(記述課題 A): 下記の行のうち、語「building」を含む行をすべて特定し、それぞれ書き写してください。

(本文抜粋):
心外だと不満を漏らすがしかしその姿を変えることはないのだろう青年に思わず声を上げて笑う。まるで服や見た目に頓着しないといった様子で、しかしこう言っては失礼なのだろうがこの短い時間の付き合いで、彼らしいとそうロベルトは思っていた。何もかもが面倒臭いとでもいうような振る舞いだが一つの物事などに集中した時にはきっとロベルト自身にもわからない未知のパワーを発揮するのだろう、出会ってから一つの隙も許さないような人間だ、他に何か隠し持っているに違いないという長年の警察人生の勘だった。

しかしながら先ほどマフィンの美味さに素直に美味しいと頷くスタンリーは幼く見えそれは身長のせいか、小さな口で主張する八重歯のせいなのか、はたまたスタンリーという人間を構成するすべてだろうかと考えながら小さくマフィンを齧るスタンリーを見下ろしていた。素直に出てきた名前はおそらく本名なのであろう。人間は不自然に何かを偽ろうとするとどこか癖がでてしまいがちなのだが、この青年にはそれがなかったためにロベルトはそれを信じ頭に記憶させた。

「スタンリーね、よろしく。そうか、何処かで聞いたことある、か。…いや、なんというか、新鮮だな…。というか私の自惚れか。存外私のことなど知られていないのだなぁ…」

何処かで見聞きした、そう答えが返ってくるとは思っておらずロベルトは衝撃を受けた。確かに今まで早々と話題になることはなかったが、先の件、そうドールファミリー解決の際に大きく話題となり新聞や記者会見などの類にも説明や今後の方針としての意見などを述べ露出は少なくないはずなのだが、どうやらこのスタンリーという青年にとってはどうでもよいことなのだろう。そう思うと少し自身の思い上がりに恥ずかしくなり一瞬だけ目が合った視線もスタンリーと同じく視線を外しながら頬を掻く。

「あー、ところでスタンリー。君はこの近辺でどこか旨い店を知らないか?」

できれば、片手で食べ歩きが出来るものが好ましい。と付け加えた。話題を逸らすように口にした言葉は羞恥心を隠すためと、どうやらマフィンでは腹が膨れなかったらしいロベルトの胃袋を落ち着かせる為の発言でもあった。

Re: 【長文/開幕】さよなら世界【募集中】 ( No.64 )
日時: 2015/10/14 22:31
名前: 佐鳥 (ID: LuHX0g2z)


>>62



最近と呼ぶべきかはわからないが、この三年間の間にフラヴィの秘書は代わった。前任のジェラルドの昇格が決まったことにより、その後釜に選ばれたのが目の前でケーキとお茶を持ってにこやかに笑っている女性、今しがたフラヴィが「ラビ」と呼んだラブラドール=フランドールである。

(提示された行):
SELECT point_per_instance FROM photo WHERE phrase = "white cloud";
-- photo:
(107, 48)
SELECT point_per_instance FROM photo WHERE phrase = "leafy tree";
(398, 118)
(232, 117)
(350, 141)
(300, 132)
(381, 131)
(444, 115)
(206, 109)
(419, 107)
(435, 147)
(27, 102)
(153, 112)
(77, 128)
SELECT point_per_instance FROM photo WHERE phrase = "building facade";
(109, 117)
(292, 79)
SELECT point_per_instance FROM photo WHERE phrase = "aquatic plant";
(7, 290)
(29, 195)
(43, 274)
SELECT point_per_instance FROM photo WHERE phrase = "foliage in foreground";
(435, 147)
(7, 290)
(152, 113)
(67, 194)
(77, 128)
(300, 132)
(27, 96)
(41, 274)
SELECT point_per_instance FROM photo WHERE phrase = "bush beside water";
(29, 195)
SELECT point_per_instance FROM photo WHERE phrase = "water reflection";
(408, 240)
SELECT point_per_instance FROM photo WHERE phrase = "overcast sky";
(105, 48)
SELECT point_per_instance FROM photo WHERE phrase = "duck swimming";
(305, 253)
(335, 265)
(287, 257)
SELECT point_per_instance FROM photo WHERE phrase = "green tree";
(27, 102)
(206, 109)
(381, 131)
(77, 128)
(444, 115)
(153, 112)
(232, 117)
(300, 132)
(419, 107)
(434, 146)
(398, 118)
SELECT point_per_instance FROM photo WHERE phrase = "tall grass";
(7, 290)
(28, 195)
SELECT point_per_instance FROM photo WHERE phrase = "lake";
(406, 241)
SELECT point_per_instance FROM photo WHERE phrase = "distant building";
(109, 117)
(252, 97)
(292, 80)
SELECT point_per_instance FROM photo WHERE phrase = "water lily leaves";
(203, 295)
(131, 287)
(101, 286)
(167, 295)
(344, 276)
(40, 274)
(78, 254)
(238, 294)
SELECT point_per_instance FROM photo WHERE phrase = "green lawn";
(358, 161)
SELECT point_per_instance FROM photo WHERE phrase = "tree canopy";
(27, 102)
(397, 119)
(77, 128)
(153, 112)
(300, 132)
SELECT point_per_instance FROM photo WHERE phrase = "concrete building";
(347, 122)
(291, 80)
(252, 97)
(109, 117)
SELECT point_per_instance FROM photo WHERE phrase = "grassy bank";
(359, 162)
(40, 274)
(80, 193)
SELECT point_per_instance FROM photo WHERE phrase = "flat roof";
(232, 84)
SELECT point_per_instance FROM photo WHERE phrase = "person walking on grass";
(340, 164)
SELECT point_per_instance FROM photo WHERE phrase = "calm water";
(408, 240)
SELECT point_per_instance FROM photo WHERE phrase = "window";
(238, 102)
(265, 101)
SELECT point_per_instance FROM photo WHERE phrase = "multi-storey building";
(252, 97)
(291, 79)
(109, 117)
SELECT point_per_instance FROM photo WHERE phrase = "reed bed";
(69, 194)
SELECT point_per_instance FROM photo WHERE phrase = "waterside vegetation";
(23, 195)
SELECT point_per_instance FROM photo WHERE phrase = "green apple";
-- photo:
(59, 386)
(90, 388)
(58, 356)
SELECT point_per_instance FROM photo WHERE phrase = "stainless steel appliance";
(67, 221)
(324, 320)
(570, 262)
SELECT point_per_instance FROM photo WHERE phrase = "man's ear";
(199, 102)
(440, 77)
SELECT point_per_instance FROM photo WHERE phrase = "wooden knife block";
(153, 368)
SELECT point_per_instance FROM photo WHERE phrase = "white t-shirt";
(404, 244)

(記述課題 B): 上記の本文抜粋について、次の各記述が内容と一致するかを「はい」または「いいえ」で答え、判断の根拠となる本文抜粋の語句を正確に引用してください。(i) ロベルトは、スタンリーが名乗った名前をおそらく本名だろうと考えた。(ii) ロベルトはマフィンで腹が満たされた。(iii) フラヴィの秘書は、この三年間一度も代わっていない。

(解答 A):
SELECT point_per_instance FROM photo WHERE phrase = "building facade";
SELECT point_per_instance FROM photo WHERE phrase = "distant building";
SELECT point_per_instance FROM photo WHERE phrase = "concrete building";
SELECT point_per_instance FROM photo WHERE phrase = "multi-storey building";

(解答 B):
(i) はい。「素直に出てきた名前はおそらく本名なのであろう。」
(ii) いいえ。「どうやらマフィンでは腹が膨れなかったらしい」
(iii) いいえ。「この三年間の間にフラヴィの秘書は代わった。」